-------- Provided entries --------

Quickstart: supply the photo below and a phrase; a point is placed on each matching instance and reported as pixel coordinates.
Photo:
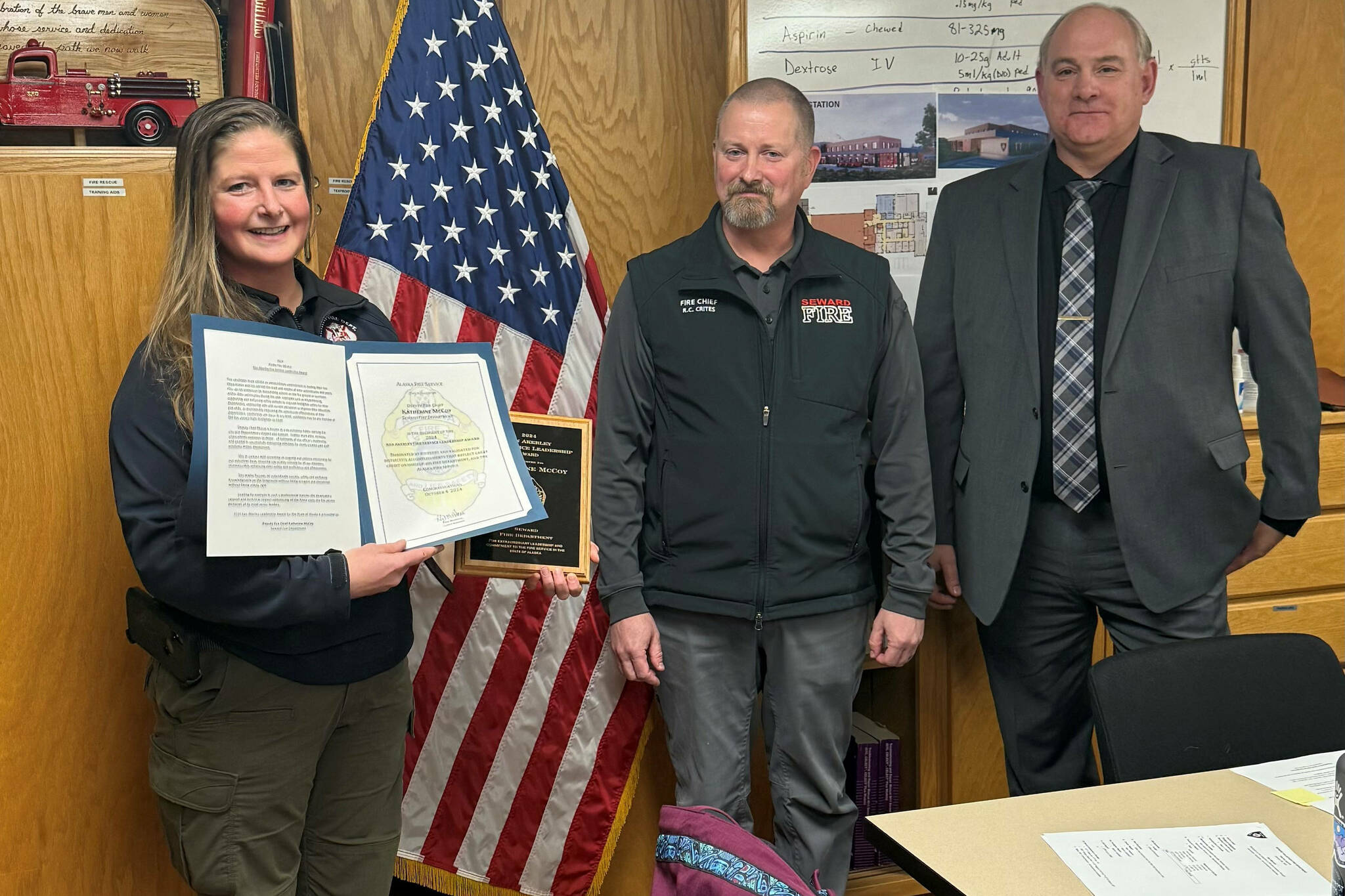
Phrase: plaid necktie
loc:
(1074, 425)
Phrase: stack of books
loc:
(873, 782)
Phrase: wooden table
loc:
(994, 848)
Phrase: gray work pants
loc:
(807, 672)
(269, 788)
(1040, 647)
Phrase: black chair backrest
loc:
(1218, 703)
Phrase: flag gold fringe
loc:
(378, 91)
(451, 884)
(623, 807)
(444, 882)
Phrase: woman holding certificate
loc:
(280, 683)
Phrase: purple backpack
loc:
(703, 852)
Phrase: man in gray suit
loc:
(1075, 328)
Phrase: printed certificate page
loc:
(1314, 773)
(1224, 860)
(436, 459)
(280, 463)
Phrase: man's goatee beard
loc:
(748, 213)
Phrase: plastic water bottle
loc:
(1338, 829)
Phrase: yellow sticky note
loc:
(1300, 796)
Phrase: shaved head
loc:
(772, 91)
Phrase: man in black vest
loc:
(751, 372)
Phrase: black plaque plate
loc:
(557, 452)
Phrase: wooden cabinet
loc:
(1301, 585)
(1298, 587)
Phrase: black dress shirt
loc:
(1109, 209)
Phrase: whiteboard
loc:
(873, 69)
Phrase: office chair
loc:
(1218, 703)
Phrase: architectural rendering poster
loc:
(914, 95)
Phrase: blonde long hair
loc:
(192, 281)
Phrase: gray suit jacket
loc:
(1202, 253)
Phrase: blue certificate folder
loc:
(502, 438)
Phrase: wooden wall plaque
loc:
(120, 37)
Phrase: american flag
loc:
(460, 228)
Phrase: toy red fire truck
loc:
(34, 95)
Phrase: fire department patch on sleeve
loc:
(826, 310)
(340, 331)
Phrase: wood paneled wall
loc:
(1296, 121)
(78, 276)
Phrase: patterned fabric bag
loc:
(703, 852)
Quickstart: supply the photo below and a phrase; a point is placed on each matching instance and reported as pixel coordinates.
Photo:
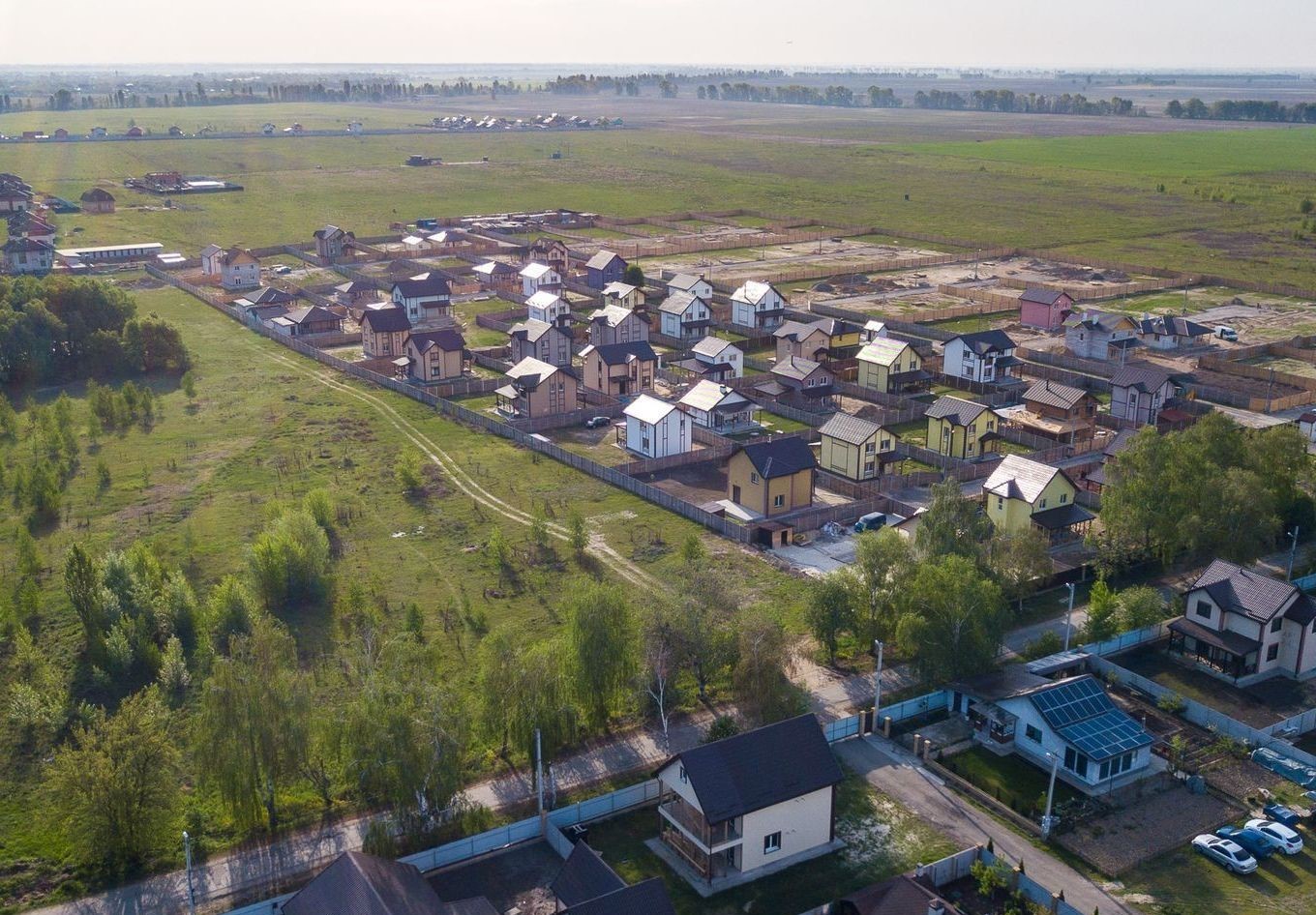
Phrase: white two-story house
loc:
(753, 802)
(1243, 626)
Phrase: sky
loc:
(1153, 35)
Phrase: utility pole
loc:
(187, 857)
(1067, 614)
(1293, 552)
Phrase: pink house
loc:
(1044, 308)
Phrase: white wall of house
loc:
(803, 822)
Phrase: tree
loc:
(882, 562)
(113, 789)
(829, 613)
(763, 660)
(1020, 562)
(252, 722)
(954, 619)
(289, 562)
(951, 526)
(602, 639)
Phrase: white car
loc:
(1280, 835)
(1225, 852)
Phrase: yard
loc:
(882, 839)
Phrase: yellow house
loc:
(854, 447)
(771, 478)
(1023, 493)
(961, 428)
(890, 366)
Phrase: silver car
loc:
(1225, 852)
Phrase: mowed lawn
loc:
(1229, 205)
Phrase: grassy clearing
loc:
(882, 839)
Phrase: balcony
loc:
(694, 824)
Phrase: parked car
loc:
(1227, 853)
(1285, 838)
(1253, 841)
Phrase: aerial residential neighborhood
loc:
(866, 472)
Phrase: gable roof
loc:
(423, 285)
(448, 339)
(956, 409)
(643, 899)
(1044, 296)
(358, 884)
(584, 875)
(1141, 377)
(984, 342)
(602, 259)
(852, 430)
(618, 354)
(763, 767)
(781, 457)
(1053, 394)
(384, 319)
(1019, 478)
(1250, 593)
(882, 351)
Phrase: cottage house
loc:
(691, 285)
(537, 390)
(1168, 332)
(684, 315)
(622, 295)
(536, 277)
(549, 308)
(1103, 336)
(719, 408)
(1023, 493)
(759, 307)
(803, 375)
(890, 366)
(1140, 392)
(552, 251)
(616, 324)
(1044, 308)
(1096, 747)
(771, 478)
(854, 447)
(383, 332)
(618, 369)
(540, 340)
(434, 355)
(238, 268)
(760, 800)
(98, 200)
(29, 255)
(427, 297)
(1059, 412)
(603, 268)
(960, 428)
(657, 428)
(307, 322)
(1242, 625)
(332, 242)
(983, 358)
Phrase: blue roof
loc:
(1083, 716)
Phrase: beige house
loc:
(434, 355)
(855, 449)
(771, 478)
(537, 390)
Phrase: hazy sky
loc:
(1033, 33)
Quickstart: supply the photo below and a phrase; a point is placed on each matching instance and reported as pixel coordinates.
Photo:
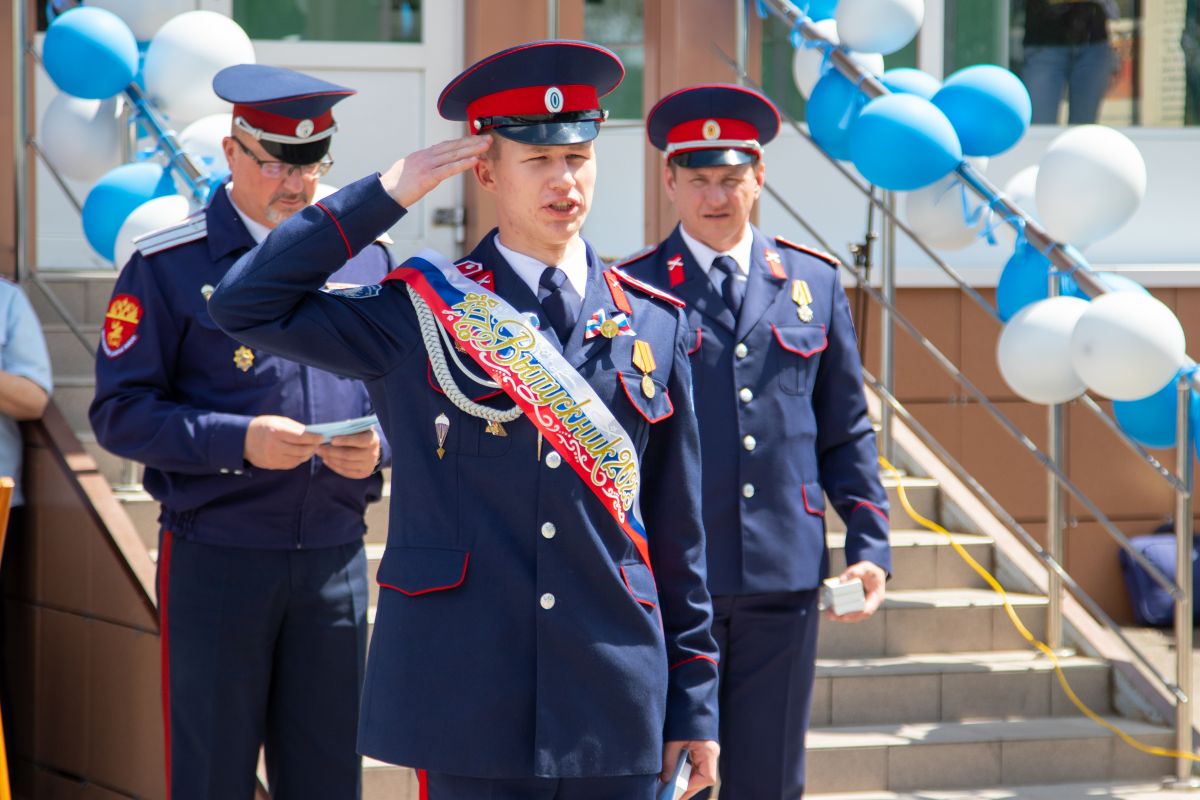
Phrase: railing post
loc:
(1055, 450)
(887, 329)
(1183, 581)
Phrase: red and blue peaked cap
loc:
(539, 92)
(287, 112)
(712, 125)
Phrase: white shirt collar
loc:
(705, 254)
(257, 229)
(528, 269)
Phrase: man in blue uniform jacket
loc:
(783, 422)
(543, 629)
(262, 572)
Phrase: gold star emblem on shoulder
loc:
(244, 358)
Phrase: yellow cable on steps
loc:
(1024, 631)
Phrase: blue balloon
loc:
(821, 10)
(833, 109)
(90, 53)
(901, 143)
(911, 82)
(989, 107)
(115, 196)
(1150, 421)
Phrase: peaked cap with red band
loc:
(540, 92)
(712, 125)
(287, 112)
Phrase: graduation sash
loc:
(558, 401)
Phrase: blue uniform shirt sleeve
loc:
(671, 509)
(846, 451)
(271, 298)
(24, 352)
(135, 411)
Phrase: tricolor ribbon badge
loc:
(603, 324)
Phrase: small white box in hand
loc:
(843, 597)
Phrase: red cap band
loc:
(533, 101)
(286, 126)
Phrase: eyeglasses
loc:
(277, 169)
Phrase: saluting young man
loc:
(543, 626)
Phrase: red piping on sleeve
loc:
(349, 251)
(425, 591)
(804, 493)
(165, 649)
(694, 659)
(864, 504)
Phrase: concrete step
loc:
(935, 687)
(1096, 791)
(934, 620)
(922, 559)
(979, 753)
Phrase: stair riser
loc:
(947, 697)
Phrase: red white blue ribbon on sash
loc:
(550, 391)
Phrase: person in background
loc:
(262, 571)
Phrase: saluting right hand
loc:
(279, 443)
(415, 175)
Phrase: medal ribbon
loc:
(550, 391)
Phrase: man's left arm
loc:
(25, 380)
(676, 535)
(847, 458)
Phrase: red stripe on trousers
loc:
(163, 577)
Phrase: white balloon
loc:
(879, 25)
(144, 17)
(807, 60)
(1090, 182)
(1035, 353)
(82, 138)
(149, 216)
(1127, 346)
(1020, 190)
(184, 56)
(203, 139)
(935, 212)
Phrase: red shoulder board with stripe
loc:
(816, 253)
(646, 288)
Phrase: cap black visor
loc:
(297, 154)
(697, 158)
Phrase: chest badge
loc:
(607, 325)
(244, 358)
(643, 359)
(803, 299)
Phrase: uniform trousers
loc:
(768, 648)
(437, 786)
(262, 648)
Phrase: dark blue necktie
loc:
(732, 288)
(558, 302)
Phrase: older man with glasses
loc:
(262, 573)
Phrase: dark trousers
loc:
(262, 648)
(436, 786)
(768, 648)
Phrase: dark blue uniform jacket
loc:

--------

### [Exercise requirements]
Looking at the entries above, find how many lines include the word "certificate" and write that number alone.

### [Your response]
3